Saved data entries
[Start of section]

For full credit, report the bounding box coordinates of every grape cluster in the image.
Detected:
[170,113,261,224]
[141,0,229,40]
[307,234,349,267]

[End of section]

■ WHAT IS REQUIRED: Type out the entries again, word for word.

■ YOUR RESPONSE:
For full credit, report the bounding box coordinates of every grape cluster in the image.
Detected:
[170,113,261,224]
[141,0,229,40]
[307,234,349,267]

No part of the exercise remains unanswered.